Top of Dataset content
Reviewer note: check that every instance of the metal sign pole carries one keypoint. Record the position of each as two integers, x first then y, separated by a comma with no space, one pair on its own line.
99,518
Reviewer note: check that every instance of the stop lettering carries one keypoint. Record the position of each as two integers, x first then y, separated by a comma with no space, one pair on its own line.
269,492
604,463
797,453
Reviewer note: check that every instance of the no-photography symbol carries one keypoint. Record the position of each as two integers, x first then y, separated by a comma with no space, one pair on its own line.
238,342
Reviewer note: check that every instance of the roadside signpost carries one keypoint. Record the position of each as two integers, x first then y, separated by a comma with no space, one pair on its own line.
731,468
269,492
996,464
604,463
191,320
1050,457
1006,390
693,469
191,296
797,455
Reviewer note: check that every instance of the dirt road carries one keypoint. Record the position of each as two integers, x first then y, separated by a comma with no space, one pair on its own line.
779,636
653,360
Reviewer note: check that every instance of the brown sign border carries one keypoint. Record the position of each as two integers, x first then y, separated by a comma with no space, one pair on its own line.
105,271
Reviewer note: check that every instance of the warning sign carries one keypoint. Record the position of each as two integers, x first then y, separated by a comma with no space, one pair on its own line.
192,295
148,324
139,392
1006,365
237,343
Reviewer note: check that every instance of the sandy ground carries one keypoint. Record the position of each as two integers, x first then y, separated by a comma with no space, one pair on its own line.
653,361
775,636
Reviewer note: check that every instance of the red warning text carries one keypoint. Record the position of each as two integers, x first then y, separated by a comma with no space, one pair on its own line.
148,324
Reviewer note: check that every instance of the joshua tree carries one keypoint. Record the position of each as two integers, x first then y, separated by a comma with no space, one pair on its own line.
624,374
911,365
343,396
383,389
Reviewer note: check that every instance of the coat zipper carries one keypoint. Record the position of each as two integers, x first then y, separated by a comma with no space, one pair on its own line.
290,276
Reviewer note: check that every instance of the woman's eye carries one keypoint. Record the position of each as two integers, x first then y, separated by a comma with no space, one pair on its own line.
Bottom of Dataset content
= Work required =
Set down all of the data above again, exactly.

= Result =
Reviewer note: check that every instance of the metal sign pole carries one keypoint. Record the position of each as two integers, x first then y, separated by a comma with no space, one pair on its own line.
99,518
Reviewer note: check that every instance of the stop lettering carries one keypoint. Record the position of each as two integers, x first then y, separated by a comma with no space, one pair on its own line.
269,492
604,463
797,453
Reviewer note: check that every instance of the no-photography symbol carries one keypoint. Record the position of each as two integers, x first then y, separated by a comma with no space, one pair on its own line.
238,342
Reviewer note: check that every instance of the roadside signpost carries one keypoint. Record the position of each as two integers, x first then y, separated by a comma with no space, one pair on its own line.
731,468
269,492
996,464
604,463
191,320
1050,457
1006,390
693,469
191,296
797,455
Reviewer note: check that every instance of the dirt road carries one keypoint. Record the position of each as two integers, x first then y, separated by a comma with no space, one pair on its own line.
779,636
653,360
Reviewer note: check that every instance of the brown sign border carries one keypoint. Record the position of each as two integers, x first then y, separated by a comma with no space, one pair on its own line.
105,271
Reviewer note: check that every instance of the warning sign carries one keypoint. Record the position of each as two integers, x first then y, separated by a comma with no space, one pair on its own line.
192,295
148,324
139,392
1006,365
237,343
Reviewer note: check that every instance of the sandy ground carries one keypoint. Record the position of each as two integers, x first then y, separated by a comma with no space, one pair on its own line.
653,361
775,636
Reviewer note: check that every instance of the red warning text carries one keypoint. Record the position of each as two integers, x first then y, separated by a comma with no space, one pair on its own line.
148,324
Reviewer note: check that every instance of the joshua tree carries one keypoint. Record the position of each as two integers, x first then y, separated by a comma with no space, one pair on its own line.
624,374
911,365
343,396
383,389
Reviewer note: check that every instance of the coat zipper carries one keypoint. Record the position of each as two integers, x first then y, separated by a comma with no space, one pair on its own line.
290,276
Reviewer note: check that every instance of the woman's eye carries one keypoint. Record the position of each as two integers, x first then y, separated by a comma with no space, one pair on its own line.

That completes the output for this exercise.